### TEXTO DE ORIGEM
+++++
Nos EUA, quem queira prosseguir estudos superiores e não seja (muito) rico tem de contrair empréstimos exorbitantes: o custo de uma licenciatura ronda os 80 mil dólares. Daqui resulta, entre outras coisas, um endividamento que muitos acabam por incumprir, ficando assim, como os servos da gleba feudais, nas mãos dos seus credores.
Os empréstimos contraídos para pagar os estudos superiores representam, logo após o crédito à habitação, a maior fatia da dívida dos estado-unidenses. No total, são 1,4 biliões de dólares devidos em propinas aos bancos, um valor superior à dívida somada de todos os cartões de crédito dos EUA e com mais zeros do que o total do crédito automóvel naquele país. Durante décadas, a especulação financeira apostou na dívida dos estudantes como se à roleta jogasse: só desde 2007 a esta parte, o «crédito à educação» passou de um para cinco por cento do PIB dos EUA.
E assim continua a crescer, insaciável, insustentável, descontrolado, como cresce sempre o capitalismo, apesar de, todos os dias, três mil estado-unidenses entrarem em incumprimento por não conseguirem pagar a dívida académica.
Recordemos que o custo de uma licenciatura nos EUA ronda os 80 000 dólares e que, em média, os antigos estudantes demoram 20 anos a liquidar este crédito. Simultaneamente incapaz de deter o crescimento das dívidas dos trabalhadores e o emagrecimento dos salários que permitem pagar essas dívidas, o capitalismo viu-se impotente para resolver o que, mais do que uma crise, é a essência da sua própria natureza.
+++++
### Dados de expressões referenciais

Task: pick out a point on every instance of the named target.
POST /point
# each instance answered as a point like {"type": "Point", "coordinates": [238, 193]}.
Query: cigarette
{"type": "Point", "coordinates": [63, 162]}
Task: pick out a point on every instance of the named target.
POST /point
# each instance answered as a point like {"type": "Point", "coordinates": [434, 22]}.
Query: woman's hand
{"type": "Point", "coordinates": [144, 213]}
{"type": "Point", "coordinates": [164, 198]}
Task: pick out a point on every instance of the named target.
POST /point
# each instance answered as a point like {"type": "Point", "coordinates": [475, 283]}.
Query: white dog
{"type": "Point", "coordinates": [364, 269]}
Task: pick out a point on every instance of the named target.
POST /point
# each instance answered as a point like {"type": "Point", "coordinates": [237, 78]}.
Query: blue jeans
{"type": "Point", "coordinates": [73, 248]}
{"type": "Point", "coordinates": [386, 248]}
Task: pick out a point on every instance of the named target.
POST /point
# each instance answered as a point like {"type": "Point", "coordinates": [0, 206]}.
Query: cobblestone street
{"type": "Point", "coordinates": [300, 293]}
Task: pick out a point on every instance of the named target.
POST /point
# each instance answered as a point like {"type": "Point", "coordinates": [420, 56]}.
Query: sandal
+++++
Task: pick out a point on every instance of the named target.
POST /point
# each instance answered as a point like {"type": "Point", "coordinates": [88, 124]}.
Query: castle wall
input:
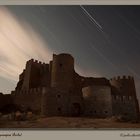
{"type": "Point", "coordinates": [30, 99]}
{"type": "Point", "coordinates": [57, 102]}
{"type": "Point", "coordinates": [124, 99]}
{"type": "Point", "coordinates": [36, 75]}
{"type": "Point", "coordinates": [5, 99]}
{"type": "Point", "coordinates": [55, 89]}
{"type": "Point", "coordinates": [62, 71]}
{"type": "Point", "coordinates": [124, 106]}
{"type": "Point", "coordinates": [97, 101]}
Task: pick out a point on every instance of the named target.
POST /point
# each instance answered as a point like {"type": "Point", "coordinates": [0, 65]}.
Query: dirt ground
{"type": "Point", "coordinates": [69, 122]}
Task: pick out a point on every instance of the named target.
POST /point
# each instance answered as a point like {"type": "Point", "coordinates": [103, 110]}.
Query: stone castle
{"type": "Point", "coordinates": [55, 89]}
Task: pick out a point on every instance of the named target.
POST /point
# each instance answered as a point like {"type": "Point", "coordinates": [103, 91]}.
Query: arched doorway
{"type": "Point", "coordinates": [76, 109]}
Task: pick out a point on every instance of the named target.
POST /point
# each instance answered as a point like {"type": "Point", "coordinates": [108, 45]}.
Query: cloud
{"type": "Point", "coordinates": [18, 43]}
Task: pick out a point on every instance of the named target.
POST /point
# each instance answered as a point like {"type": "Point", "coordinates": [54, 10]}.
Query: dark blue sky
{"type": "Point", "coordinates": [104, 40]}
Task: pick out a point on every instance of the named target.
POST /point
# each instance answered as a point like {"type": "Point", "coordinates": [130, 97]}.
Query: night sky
+++++
### TAREFAS
1. No texto sobre a dívida estudantil nos EUA, quantos anos demoram, em média, os antigos estudantes a liquidar o crédito da licenciatura?
2. Retoma o texto sobre a dívida estudantil nos EUA a partir da última frase apresentada.

### RESPOSTAS ESPERADAS
1. Em média, 20 anos.

2.
Em 19 Estados, a panaceia encontrada foi a redescoberta de um tipo de opressão feudal: os devedores aos bancos são proibidos de trabalhar. Nestes estados, o incumprimento de uma dívida pode ditar a revogação permanente de qualquer licença profissional e até da carta de condução. Segundo o New York Times, enfermeiros e professores estão entre os trabalhadores mais afectados por estas leis.
Em alguns destes estados, como o Tennessee, os credores podem até executar a licença profissional e assenhorear-se permanentemente dela, numa reedição moderna da servidão da gleba. Em todos os casos, os trabalhadores que em consequência dos baixos salários, de doença, de desemprego ou de uma jogada mais ousada de um especulador entrem em incumprimento, podem ser proibidos de vender a sua força de trabalho e, aí sim, incapazes de pagar a dívida. Um incumprimento nos moldes e nas condições impostos pelos credores.
É a transformação da educação num instrumento de opressão.
Escusado será dizer que não se suspende uma tão tremenda espada de Dâmocles sobre todos os estudantes do Ensino Superior sem objectivos políticos mais vastos.